START EXTRACTED ENTRIES

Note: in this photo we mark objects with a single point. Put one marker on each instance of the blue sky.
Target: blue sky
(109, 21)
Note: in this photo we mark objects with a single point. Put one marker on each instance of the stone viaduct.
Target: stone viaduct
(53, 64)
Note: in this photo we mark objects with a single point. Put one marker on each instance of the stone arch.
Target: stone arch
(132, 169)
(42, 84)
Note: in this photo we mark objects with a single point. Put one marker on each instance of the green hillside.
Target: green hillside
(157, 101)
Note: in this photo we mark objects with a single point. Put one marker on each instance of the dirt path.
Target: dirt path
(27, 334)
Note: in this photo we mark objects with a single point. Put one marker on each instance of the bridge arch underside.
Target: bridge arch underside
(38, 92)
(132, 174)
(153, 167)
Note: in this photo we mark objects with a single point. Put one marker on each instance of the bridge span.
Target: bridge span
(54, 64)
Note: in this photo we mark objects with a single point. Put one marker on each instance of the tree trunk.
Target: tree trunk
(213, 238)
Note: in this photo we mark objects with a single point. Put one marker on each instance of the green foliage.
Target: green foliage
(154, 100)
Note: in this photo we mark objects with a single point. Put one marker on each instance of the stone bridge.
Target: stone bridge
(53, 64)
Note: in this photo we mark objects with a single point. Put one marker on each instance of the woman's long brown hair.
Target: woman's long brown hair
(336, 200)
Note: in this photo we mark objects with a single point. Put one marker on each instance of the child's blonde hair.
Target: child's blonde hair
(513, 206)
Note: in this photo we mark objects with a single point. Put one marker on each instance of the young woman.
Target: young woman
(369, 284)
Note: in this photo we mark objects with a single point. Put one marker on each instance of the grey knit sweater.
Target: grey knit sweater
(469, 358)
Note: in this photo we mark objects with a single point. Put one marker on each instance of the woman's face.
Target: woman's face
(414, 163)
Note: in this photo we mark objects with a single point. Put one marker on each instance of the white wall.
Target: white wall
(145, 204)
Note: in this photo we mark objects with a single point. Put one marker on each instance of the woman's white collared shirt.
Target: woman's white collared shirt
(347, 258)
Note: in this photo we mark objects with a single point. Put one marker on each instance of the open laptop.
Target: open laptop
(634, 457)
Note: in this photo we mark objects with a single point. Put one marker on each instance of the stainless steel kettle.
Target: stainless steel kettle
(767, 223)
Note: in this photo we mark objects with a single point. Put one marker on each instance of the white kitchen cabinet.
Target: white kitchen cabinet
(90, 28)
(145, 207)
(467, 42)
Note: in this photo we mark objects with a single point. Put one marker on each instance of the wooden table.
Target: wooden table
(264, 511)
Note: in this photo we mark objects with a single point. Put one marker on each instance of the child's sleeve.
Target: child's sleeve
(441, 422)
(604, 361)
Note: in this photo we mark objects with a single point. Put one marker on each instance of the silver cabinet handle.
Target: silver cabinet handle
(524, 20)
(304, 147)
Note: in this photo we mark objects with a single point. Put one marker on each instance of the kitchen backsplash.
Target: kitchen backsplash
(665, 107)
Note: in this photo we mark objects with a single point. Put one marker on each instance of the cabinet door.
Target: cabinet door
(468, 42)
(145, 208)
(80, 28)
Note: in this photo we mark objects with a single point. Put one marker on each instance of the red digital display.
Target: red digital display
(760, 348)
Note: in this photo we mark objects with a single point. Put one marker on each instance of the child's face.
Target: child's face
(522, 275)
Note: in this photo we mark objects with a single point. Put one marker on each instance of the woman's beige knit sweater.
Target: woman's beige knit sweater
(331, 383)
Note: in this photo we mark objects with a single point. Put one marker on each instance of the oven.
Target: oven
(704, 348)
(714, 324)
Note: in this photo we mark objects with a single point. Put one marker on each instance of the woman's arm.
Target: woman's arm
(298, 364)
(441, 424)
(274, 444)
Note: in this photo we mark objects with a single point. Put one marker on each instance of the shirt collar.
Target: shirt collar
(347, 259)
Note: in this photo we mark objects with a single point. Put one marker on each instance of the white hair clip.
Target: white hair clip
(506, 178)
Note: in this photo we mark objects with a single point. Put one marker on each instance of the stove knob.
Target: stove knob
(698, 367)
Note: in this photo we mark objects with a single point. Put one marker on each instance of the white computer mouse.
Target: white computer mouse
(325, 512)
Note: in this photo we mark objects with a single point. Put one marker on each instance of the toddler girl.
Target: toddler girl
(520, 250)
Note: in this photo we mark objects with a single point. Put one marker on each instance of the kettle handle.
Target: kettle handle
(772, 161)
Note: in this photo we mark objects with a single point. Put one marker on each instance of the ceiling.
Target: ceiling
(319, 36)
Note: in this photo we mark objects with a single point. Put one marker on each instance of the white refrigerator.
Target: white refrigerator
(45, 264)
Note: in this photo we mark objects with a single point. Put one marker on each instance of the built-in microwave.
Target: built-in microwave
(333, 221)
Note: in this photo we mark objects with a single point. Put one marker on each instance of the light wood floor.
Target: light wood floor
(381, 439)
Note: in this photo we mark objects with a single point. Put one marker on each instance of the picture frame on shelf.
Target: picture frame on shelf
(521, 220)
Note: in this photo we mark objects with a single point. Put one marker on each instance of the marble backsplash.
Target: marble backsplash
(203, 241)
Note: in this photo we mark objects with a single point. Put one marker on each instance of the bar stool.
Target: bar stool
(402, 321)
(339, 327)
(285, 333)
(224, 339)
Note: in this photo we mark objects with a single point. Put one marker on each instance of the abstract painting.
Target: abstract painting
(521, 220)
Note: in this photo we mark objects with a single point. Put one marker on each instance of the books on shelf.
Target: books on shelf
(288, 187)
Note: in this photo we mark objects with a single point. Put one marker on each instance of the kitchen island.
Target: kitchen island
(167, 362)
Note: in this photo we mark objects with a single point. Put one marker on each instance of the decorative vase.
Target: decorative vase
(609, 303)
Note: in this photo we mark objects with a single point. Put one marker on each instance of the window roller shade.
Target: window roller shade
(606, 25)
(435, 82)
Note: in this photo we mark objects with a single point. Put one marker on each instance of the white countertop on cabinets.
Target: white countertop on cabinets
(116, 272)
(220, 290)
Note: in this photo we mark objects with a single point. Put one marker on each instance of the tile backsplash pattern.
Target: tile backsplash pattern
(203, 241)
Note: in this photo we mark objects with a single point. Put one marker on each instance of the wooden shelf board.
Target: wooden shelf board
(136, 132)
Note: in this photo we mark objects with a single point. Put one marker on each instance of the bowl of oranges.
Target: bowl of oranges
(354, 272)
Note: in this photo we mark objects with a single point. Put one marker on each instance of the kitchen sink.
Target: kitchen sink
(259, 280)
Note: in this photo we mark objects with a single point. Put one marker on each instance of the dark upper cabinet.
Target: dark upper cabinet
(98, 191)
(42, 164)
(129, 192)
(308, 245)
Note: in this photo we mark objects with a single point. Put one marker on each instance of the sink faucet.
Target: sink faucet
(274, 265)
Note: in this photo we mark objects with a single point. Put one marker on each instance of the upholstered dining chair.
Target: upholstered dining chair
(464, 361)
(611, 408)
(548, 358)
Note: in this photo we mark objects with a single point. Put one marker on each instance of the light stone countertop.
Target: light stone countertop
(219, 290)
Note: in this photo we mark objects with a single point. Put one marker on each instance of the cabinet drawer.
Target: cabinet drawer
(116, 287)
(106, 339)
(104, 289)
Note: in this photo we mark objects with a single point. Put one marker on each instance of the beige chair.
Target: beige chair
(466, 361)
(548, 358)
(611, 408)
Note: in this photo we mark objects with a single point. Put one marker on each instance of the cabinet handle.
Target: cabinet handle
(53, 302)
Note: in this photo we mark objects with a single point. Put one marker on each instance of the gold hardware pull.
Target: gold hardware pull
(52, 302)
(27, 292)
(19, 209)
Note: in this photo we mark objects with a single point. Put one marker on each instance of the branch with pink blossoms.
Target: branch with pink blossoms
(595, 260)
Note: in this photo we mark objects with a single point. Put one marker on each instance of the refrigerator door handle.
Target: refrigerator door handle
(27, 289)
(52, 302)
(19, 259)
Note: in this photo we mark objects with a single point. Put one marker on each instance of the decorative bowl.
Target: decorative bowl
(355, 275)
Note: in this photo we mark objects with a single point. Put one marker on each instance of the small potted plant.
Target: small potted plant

END EXTRACTED ENTRIES

§ **EXERCISE PROMPT**: From the line with "the decorative bowl." to the final line of the listing, write out each line unchanged. Add nothing.

§ **SOLUTION TO THIS EXERCISE**:
Note: in this photo we mark objects with a single point. Put one marker on each instance of the decorative bowl.
Target: decorative bowl
(355, 275)
Note: in this photo we mark objects with a single point. Put one marker on each instance of the small potted plant.
Target: small potted plant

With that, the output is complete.